**SOURCE DOCUMENT:**
START
Reference no: EM132900979

Section I: A Simple Oscillating Model

Oscillation is the most common form of dynamic behavior in the world. As a consequence, it is important for a system dynamicist to intuitively understand its cause. Moreover, it is important for him or her to be able to translate an oscillating system from one of its traditional mathematical forms to a system dynamics model, so that it can be analyzed from the system dynamics perspective.

1) Read Clarence Peterson's Chicago Tribune article (Clarence Petersen Article.pdf download): "As Usual, Boy + Girl = Confusion." Notice that Mr. Peterson is having trouble intuitively relating the model's structure (i.e., the equations) to its purported behavior (i.e., a "never-ending cycle of love and hate"). Indeed, he claims to have appealed to his father for help.

2) Translate Strogatz's model into a system dynamics model. Give intuitively meaningful names to the stocks and flows. For example, you might change dr/dt to something like: "ChangeRomeoLove".

3) Select initial values for the model's stocks. Note that Peterson does not say what these values should be. However, he does provide a clue by indicating that "positive values r, j signify love; negative values signify hate." What happens if you select zero for the initial values? What would be an intuitive interpretation of a stock with a value of zero?

4) Specify the model's parameters. Again, Peterson does not explicitly mention what they should be, but does indicate that they must be positive "to be consistent with the story." This clue may be a bit misleading, however, as the parameter "a" has a negative sign in front of it. In other words, when "a" is specified as a positive number, the minus sign makes it a negative parameter. What happens if you make both "a" and "b" zero? Be sure to specify what the intuitive meaning of the parameters is. Hint -- be sure that the model is dimensionally correct.

5) Simulate the model using Euler's method, your initial choice for the parameters and initial values, and a step size of .5. Plot the two stocks and the number zero on the same time series graph (specify "zero" as a constant with a value of 0, connected to nothing). Be sure all three variables are plotted on the same scale. In addition, plot the two stocks against one another on a second graph to create the model's phase plane. A linear harmonic oscillator, such as the one you are working with, generates a sustained oscillation with constant amplitude and periodicity. On the phase plane, it generates a corresponding closed loop or circle. If you see a spiral in the phase plane and a corresponding "exploding oscillation" on the time series plot, it is due to integration error and not to the model's structure. To clear up the integration error, try cutting dt in half and re-simulating. Does it help? If it does, but the model still generates a spiral and exploding oscillation, keep cutting dt in half and re-simulating until the correct behavior appears. Notice the change in time it takes to simulate the model each time you cut dt in half. Why you think this happens? Do you think that it is a good idea to always cut dt in half when examining the behavior of a new model for the first time? Why?
END
**REQUEST 1:**
In the oscillating model assignment, what step size is given for the first simulation using Euler's method?
**REQUEST 2:**
List every variable that the oscillating model assignment says to plot on the same time series graph.
**REQUEST 3:**
Write the next part of the oscillating model assignment, beginning after its final sentence.
The rows have no connection to the oscillating model assignment.

**DATA SECTION:**
START
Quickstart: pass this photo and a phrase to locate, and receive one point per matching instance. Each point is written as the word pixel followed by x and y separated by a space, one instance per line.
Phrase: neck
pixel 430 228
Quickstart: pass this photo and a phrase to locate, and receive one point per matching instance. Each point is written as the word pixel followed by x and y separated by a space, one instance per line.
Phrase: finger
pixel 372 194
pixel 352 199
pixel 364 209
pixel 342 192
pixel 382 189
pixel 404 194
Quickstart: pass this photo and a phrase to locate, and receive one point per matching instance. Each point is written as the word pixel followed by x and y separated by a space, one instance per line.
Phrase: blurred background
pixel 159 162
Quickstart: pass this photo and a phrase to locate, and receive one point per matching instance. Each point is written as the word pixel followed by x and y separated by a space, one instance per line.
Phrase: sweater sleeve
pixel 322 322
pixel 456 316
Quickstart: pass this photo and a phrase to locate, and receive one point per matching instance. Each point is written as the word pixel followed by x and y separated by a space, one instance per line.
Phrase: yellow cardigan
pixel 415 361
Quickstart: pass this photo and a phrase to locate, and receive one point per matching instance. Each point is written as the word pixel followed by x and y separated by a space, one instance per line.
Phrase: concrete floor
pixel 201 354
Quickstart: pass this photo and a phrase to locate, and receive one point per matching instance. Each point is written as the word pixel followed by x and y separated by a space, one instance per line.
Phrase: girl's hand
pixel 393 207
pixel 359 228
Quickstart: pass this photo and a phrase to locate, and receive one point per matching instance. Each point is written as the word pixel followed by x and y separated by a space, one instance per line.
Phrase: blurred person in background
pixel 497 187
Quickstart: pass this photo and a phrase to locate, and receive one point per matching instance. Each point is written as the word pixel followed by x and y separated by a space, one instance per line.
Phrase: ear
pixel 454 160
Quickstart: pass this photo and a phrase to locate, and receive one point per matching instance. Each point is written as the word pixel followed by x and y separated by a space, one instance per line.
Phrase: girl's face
END
**FINAL ANSWER 1:**
A step size of .5.

**FINAL ANSWER 2:**
- The model's first stock
- The model's second stock
- A constant named "zero" with a value of 0, connected to nothing

**FINAL ANSWER 3:**
6) Revert back to your first model run (i.e., a dt of .5 and your original parameters and initial values). Simulate the model using a second order Runge Kutta method. How does this run compare to your first one? What's going on? Cut dt to .1 and re-simulate. Does the model's output look the way it should? How long does it take to simulate the model with a second order Runge Kutta method and a step size of .1, vis-à-vis the time it took using Euler's method with its appropriate step size?

7) Retain the second order Runge Kutta method and your original parameters and initial values. Increase the values of "a" and "b" and re-simulate. What happens to the periodicity of the cycle? Does it take more or less time for the model to complete one cycle? Increase "a" and "b" again and re-simulate. What happens to the periodicity of the cycle this time? Can you discern a relationship between the model's parameter values and the periodicity of its cycle? For a given dt (say .5) and integration method (say Euler's), do larger or smaller values of "a" and "b" yield more integration error? Why?

8) Retain the second order Runge Kutta method and your original parameters and initial values. Increase the stock-s initial values and re-simulate. What happens to the amplitude of the cycle, relative to your first Runge Kutta simulation? Boost the initial values again and re-simulate. What happens to the amplitude now? Again, can you discern a relationship between the model's initial values and the amplitude of its cycle? Speculate -- if you were to make a general statement about all linear systems that oscillate, what factors would you say determine the character of their cycles?

9) Peterson claims that Romeo and Juliet are kept apart, not by their families, but by "Romeo's fickleness." Provide a verbal description of the cycle and Romeo's fickleness. That is, talk your way through the "never-ending cycle of love and hate."

10) Peterson also notes that: "The news is not all bad. According to the equation...Romeo and Juliet „manage to achieve simultaneous love one quarter of the time.?" Use the phase plot to show that this is true. Hint: You may wish to draw a couple of lines on the phase plot. Explain what you have done.

11) Draw a causal loop diagram of the model. What kind of loops are involved? Is the model consistent with the system dynamics heuristic for oscillation? Where's the delay?

12) Analyze the model in terms of a tempestuous relationship between a man and a woman. Is it a "good" model of such a relationship? Why or why not?

13) In the last paragraph of the article, Peterson claims that his father's advice was to: "Substitute the Hatfields and McCoys...", so that he (Peterson) could better understand the model. Do you think this is good advice? Draw a causal loop diagram of a feud. Is it essentially the same as, or different from, the one you drew for Romeo and Juliet?

Section II: A More Complex Oscillating Model
If one pushes past Peterson's Chicago Tribune article and examines Steven Strogatz's original piece (Strogatz - Love Affairs and Differential Equations.pdf download), one finds that he offers a second, more general, model of dyadic relationships:
dr/dt = a11*r + a12*j
dj/dt = a21*r + a22*j
where: r(t) = Romeo's love/hate for Juliet at time t
j(t) = Juliet's love/hate for Romeo at time t [1]
According to Strogatz, much of the fun in analyzing [1] comes from the specification of its parameters. That is, the parameters aik (i,k = 1,2) can be either positive or negative, and their signs determine the "romantic style" of each participant. He thus claims that (a11, a12 > 0) would "characterize an „eager-beaver?" or someone stimulated by both his/her partner's love and his/her own affectionate feelings, and (a21 > 0, a22 < 0) would characterize a "cautious lover" or someone excited by his/her partner's love but frightened by his/her own feelings. As an exercise, Strogatz recommends naming the two other romantic styles (i.e., a11, a12 < 0; and a21 < 0, a22 > 0), and providing "romantic forecasts" for various pairings of styles. Indeed, in terms of the latter task, he poses the question of whether "a cautious lover...[can] find true love with an eager-beaver."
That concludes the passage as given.